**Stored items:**
Segment Open
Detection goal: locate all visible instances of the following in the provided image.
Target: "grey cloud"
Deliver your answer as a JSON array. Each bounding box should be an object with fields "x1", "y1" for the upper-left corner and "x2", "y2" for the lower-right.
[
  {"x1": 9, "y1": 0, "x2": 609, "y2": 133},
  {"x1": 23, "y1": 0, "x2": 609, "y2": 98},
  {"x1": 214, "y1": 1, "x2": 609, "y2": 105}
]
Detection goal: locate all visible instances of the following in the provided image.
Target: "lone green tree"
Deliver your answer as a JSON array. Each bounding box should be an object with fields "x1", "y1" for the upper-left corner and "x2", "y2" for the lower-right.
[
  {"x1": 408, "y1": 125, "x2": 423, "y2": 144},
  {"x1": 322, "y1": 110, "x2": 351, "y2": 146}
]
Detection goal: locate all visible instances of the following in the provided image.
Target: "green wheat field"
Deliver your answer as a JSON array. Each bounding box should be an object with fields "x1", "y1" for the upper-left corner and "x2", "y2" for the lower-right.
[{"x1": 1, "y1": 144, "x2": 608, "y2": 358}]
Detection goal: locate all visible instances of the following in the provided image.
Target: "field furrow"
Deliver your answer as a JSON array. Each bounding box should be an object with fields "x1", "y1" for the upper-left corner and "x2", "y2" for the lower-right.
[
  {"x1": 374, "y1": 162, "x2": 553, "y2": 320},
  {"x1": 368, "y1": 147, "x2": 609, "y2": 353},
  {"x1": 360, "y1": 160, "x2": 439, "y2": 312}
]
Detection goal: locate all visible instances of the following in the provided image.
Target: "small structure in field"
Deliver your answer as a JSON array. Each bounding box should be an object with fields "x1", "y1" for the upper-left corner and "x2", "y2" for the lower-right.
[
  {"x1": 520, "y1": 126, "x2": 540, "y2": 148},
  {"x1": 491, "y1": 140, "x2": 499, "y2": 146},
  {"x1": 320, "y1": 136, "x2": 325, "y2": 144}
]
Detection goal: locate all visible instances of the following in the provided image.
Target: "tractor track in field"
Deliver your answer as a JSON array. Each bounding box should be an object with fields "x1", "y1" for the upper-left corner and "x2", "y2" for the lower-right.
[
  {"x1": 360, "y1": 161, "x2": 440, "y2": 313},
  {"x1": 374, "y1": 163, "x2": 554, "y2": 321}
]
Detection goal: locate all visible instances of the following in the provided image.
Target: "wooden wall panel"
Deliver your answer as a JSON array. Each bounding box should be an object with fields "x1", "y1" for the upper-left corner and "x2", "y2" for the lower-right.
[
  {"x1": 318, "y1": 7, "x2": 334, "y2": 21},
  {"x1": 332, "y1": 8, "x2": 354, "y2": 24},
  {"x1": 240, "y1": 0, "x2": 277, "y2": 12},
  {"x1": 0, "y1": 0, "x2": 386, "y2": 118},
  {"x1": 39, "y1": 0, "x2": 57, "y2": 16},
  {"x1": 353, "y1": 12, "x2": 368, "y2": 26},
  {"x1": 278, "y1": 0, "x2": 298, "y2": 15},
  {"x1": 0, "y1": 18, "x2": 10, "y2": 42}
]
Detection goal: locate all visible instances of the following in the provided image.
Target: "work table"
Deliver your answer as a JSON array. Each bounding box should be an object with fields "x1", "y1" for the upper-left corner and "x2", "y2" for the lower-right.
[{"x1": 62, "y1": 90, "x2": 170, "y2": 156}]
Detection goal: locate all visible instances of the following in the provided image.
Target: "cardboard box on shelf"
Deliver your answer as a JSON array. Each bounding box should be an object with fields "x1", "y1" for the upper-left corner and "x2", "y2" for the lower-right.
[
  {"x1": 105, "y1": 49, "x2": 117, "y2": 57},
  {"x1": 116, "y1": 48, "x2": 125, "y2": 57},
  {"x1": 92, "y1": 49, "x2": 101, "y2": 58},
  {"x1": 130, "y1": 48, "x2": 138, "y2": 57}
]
Segment Closed
**Task to complete:**
Retype each record, matching it exactly.

**Problem solution:**
Detection goal: locate all visible instances of the following in the provided image.
Target: "grey cloud"
Deliver your answer as a JSON array. Each bounding box should be an object with fields "x1", "y1" for the upper-left corner and "x2", "y2" for the lower-right.
[
  {"x1": 9, "y1": 0, "x2": 609, "y2": 133},
  {"x1": 23, "y1": 0, "x2": 609, "y2": 98},
  {"x1": 214, "y1": 1, "x2": 609, "y2": 105}
]
Detection goal: locate all visible instances of the following in the provided image.
Target: "lone green tree"
Deliver your answer as a JSON array. Each bounding box should be an object with fields "x1", "y1" for the upper-left corner and "x2", "y2" for the lower-right.
[
  {"x1": 408, "y1": 125, "x2": 423, "y2": 144},
  {"x1": 322, "y1": 110, "x2": 351, "y2": 146}
]
Detection goal: locate all visible instances of the following in the provided image.
Target: "green wheat field"
Deliver your answer as a JSON array. Each bounding box should be an object with fields "x1", "y1" for the upper-left corner and "x2", "y2" for the lower-right.
[{"x1": 1, "y1": 144, "x2": 608, "y2": 358}]
Detection goal: locate all visible instances of the following in the provided image.
Target: "field furrow"
Deliver your answer as a JSON array. Each bounding box should be an object with fields "x1", "y1" for the upper-left corner and "x2", "y2" for the lower-right.
[
  {"x1": 374, "y1": 162, "x2": 553, "y2": 320},
  {"x1": 368, "y1": 147, "x2": 609, "y2": 353},
  {"x1": 360, "y1": 160, "x2": 439, "y2": 312}
]
Detection goal: locate all visible instances of the following in the provided image.
Target: "small structure in field"
Deliver your answer as a JSON array. Each bounding box should be an object with fields "x1", "y1" for the upper-left corner and "x2", "y2" for the lower-right.
[
  {"x1": 520, "y1": 126, "x2": 540, "y2": 148},
  {"x1": 491, "y1": 140, "x2": 499, "y2": 146},
  {"x1": 320, "y1": 136, "x2": 325, "y2": 144}
]
Detection goal: locate all visible instances of the following in the provided image.
Target: "tractor track in field"
Deliver your answer as a JSON array. Each bounding box should be an object with fields "x1", "y1" for the upper-left corner and "x2", "y2" for the lower-right.
[
  {"x1": 360, "y1": 161, "x2": 440, "y2": 313},
  {"x1": 374, "y1": 163, "x2": 554, "y2": 321}
]
Detection goal: locate all visible instances of the following in the provided image.
Target: "wooden wall panel"
Deliver your answer as a JSON array. Each bounding box should be an object with fields "x1", "y1" for the upper-left corner and "x2", "y2" for the lower-right.
[
  {"x1": 318, "y1": 7, "x2": 334, "y2": 21},
  {"x1": 332, "y1": 8, "x2": 354, "y2": 24},
  {"x1": 240, "y1": 0, "x2": 277, "y2": 12},
  {"x1": 0, "y1": 0, "x2": 386, "y2": 118},
  {"x1": 39, "y1": 0, "x2": 57, "y2": 16},
  {"x1": 353, "y1": 12, "x2": 368, "y2": 26},
  {"x1": 278, "y1": 0, "x2": 298, "y2": 15},
  {"x1": 0, "y1": 18, "x2": 10, "y2": 42}
]
Detection goal: locate all visible instances of the following in the provided image.
Target: "work table"
Deliver your answer as a JSON array. Each bounding box should be an object with fields "x1", "y1" for the upper-left corner and "x2", "y2" for the lower-right.
[{"x1": 62, "y1": 90, "x2": 170, "y2": 156}]
Detection goal: locate all visible instances of the following in the provided image.
Target: "cardboard box on shelf"
Deliver your answer as a JSON array. Each bounding box should be an object with fields "x1", "y1" for the upper-left corner and "x2", "y2" for the lower-right.
[
  {"x1": 105, "y1": 49, "x2": 117, "y2": 57},
  {"x1": 116, "y1": 48, "x2": 125, "y2": 57},
  {"x1": 92, "y1": 49, "x2": 101, "y2": 58},
  {"x1": 130, "y1": 48, "x2": 138, "y2": 57}
]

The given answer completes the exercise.